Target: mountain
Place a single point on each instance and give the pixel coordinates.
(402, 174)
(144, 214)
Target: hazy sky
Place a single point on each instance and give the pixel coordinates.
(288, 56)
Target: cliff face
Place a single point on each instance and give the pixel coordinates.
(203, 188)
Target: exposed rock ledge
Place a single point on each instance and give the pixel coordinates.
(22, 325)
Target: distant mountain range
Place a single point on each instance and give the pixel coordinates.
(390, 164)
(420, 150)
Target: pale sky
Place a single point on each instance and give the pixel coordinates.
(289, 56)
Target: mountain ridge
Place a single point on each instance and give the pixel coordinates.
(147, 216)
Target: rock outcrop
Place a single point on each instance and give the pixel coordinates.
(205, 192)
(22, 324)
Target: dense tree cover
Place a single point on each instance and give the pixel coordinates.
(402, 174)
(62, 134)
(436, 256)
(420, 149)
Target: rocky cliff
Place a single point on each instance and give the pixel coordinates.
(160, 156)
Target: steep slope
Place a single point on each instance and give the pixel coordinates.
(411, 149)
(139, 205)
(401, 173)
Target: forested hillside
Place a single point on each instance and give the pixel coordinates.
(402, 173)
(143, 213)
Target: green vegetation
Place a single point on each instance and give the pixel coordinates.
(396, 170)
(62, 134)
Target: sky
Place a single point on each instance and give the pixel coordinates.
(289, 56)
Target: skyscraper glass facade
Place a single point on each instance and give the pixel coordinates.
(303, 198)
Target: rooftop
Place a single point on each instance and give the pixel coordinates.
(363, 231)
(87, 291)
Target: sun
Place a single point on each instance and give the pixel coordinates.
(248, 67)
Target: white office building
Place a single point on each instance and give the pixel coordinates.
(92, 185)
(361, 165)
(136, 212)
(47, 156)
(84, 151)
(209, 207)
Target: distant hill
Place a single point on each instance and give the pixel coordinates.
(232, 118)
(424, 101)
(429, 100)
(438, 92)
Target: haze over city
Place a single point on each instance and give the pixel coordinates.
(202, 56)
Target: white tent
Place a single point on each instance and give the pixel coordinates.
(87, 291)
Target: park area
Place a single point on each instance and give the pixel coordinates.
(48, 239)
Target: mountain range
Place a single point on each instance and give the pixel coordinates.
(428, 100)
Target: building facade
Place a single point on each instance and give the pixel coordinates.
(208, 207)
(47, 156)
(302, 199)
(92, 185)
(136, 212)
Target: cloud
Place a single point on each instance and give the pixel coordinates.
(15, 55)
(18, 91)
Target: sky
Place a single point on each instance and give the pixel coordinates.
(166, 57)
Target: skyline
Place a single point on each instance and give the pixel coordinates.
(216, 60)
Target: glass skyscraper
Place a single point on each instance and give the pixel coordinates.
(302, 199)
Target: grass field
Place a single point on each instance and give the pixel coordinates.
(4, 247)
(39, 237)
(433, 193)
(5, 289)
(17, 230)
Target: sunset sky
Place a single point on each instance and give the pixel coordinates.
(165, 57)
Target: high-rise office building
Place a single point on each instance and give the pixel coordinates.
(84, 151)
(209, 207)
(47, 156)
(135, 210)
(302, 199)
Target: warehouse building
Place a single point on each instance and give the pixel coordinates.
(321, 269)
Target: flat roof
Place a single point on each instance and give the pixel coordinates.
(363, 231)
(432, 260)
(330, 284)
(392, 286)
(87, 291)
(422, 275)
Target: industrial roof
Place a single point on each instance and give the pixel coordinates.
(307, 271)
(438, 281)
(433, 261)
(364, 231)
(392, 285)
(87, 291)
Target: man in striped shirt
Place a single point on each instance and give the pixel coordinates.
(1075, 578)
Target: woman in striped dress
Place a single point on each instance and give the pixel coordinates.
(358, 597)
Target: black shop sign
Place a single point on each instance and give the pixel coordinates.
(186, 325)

———

Reproduce each entry above exactly, keeping every character.

### REPLY TO THE TASK
Target: mountain
Place a single point on each instance and give the pixel coordinates.
(402, 174)
(144, 214)
Target: hazy sky
Place a single point on each instance and give the pixel coordinates.
(288, 56)
Target: cliff face
Place a single point on each instance and give the pixel coordinates.
(203, 188)
Target: exposed rock ledge
Place a single point on each instance and give the pixel coordinates.
(22, 325)
Target: distant mountain range
Place a single point on each instance and give the pixel coordinates.
(390, 164)
(420, 150)
Target: pale sky
Place a single point on each instance and give the pixel coordinates.
(289, 56)
Target: mountain ridge
Place a single point on each instance and give the pixel coordinates.
(147, 216)
Target: rock outcrop
Place a single point on each instance and give the pixel coordinates.
(205, 192)
(22, 324)
Target: dense tree cover
Place a single point on each instance and give the pixel coordinates.
(402, 174)
(62, 134)
(436, 256)
(420, 149)
Target: rocky cliff
Place a single point on each instance and give the pixel coordinates.
(160, 156)
Target: steep slope
Place a single point on each instance and give the pixel coordinates.
(411, 149)
(139, 205)
(401, 173)
Target: forested hillside
Place a single point on each instance and give the pixel coordinates.
(402, 173)
(143, 213)
Target: green vegetation
Place a single point on each instance and give the pixel coordinates.
(396, 170)
(62, 134)
Target: sky
Place a single point on each instance and give the pixel coordinates.
(289, 56)
Target: skyscraper glass facade
Place a single point on each instance and give the pixel coordinates.
(303, 198)
Target: rooftop
Place a single point on each instance and give the pixel coordinates.
(363, 231)
(87, 291)
Target: sun
Place a single point on each instance and give the pixel coordinates.
(248, 67)
Target: white office building
Place a single point on each instance and give the pixel coordinates.
(92, 185)
(361, 165)
(136, 212)
(47, 156)
(84, 151)
(209, 207)
Target: distant hill
Place a single point on each instance and give the pixel coordinates.
(232, 118)
(424, 101)
(429, 100)
(438, 92)
Target: haze over city
Place a single point on each instance and give the pixel coordinates.
(202, 56)
Target: white tent
Place a single point on each instance and give the pixel coordinates.
(87, 291)
Target: park area
Place a single point on each instance and give the pixel coordinates.
(48, 239)
Target: mountain range
Place a single point on each instance and give the pixel coordinates.
(428, 100)
Target: building facade
Place a single point on each instance and give the pixel coordinates.
(208, 207)
(47, 156)
(302, 199)
(92, 185)
(136, 212)
Target: cloud
Place a single point on each instance and give the pixel coordinates.
(15, 55)
(18, 91)
Target: sky
Place a single point on each instance and give the pixel coordinates.
(166, 57)
Target: skyline
Place a single point on each instance and give the pixel coordinates.
(216, 60)
Target: glass skyscraper
Place a single point on each instance and give the pixel coordinates.
(302, 199)
Target: grass field
Place a single point on each instance and give the pixel coordinates.
(4, 247)
(39, 237)
(433, 193)
(5, 289)
(17, 230)
Target: sunset sky
Place a single point on each instance and give the pixel coordinates.
(165, 57)
Target: high-rise office building
Place a single point on each instance and give the pixel coordinates.
(84, 151)
(209, 207)
(47, 156)
(135, 210)
(302, 199)
Target: warehouse building
Place a single point on each instance and give the pixel coordinates.
(321, 269)
Target: flat roof
Place a single point on each instance and give the pixel coordinates.
(363, 231)
(432, 260)
(330, 284)
(392, 286)
(87, 291)
(422, 275)
Target: industrial roof
Place a single point on each instance and give the pixel coordinates.
(307, 271)
(438, 281)
(433, 261)
(364, 231)
(392, 285)
(87, 291)
Target: man in striped shirt
Place a single point on each instance and give the pixel coordinates.
(1075, 578)
Target: woman in striped dress
Place a single point on each instance and give the pixel coordinates.
(358, 597)
Target: black shop sign
Place a single point on each instance and give the pixel coordinates.
(186, 325)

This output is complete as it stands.